■ TEXT PROVIDED
Segment Open

Italian Concerto, BWV 971

March 19, 2023 – Rachel Naomi Kudo, piano

A master organizer, Bach planned a monumental keyboard series, which he began publishing in installments in 1731 under the unassuming title Clavier-Übung (Keyboard Exercise). This evening’s Italian Concerto holds an important place in this series of “exercises,” which in fact represents the pinnacle of his art and thus an incomparable peak in the whole of music. The first volume contains his six keyboard partitas; the second (1735), a remarkable pair—the Concerto after the Italian Taste and Ouverture in the French Manner, as Bach called them—representing the two leading national styles and the two main orchestral genres of the day; the third (1739), the organ chorales, the Prelude and Fugue in E-flat major, and the four Duettos; and the fourth (1741), the Goldberg Variations. The Art of Fugue might have constituted Book V, had he lived to see it published.


Bach made a careful study of any style he sought to emulate. Not only had he transcribed a number of early concertos by Vivaldi and Marcello as keyboard concertos, but as director of the Leipzig Collegium Musicum he had come to know Vivaldi’s later concertos, as well as further examples by younger German contemporaries writing in the now well-established three-movement format. What is remarkable in Bach’s Italian Concerto is that, though he writes to the “Italian taste,” he makes his own masterful reinterpretation, thus it might better be thought of as the “German-Italian Concerto.”

Composer and critic Johann Adolphe Scheibe singled out Bach’s Italian Concerto in 1739 as the best of this solo type—that is, not a transcription of an orchestral concerto, but written for one performer encompassing both “solo” and “orchestra” at one keyboard instrument. He went on to hint at Bach’s ingenious mix of styles when he said: “We can certainly defy foreign nations to provide us with such a piece in this form of composition—a piece which deserves emulation by all our great composers and which will be imitated all in vain by foreigners.”

Segment Closed

■ WORK TO COMPLETE
Pick up the program note on Bach's Italian Concerto after its final sentence and continue it. The listing is unrelated to the program note above.

■ EXERCISE DATA
Segment Open

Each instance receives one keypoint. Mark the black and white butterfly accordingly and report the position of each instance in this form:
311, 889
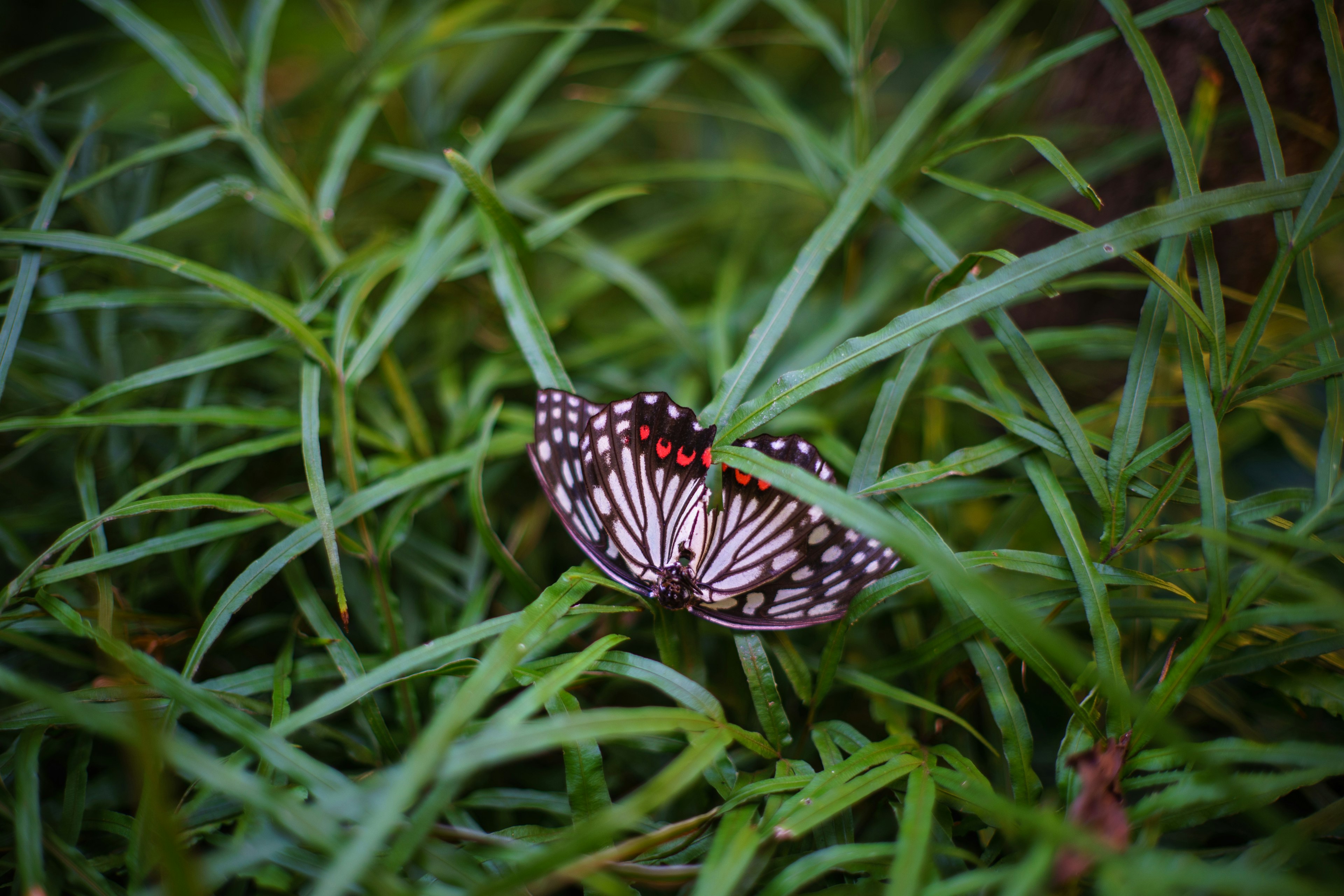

Segment Closed

■ EXERCISE RESPONSE
Both outer movements follow the customary Italian ritornello form, standardized by Vivaldi, in which periodic returns of thematic material alternate with contrasting episodes. Both movements also bubble along in the vivacious manner long associated with the Italian style, but they also show later developments in their use of four-bar phrases. Of particular interest in this regard is the existence of an earlier version of the first movement, which Bach “pruned” in several place to make more regular four-bar phrases.


The lovely slow movement emulates the Vivaldi style that Bach often adopted—a singing, embellished melody line accompanied simply by a steadily pulsing accompaniment. The piece unfolds in two sections, the second beginning with the same accompaniment progression as the first but with a new highly ornamented melody. Bach’s “German-ness” shows in that all of his Italianate embellishments are carefully written out rather than assumed to be improvised as in Italian practice.


The infectious vivacity of the last movement contributes enormously to the popularity that the Italian Concerto has always enjoyed. It took the hand of a master to create something so captivating from such uncomplicated harmonies and the simple idea of an ascending scale. Though similar in form and key scheme to the first movement, the finale shows Bach’s later outlook in the more extensive recall of episodic material. As the movement barrels irrepressibly to its conclusion, one can imagine Bach himself reveling in playing this work, which, as he states on the volume’s title page, was “Composed for Music Lovers, for the Mind’s Delight.”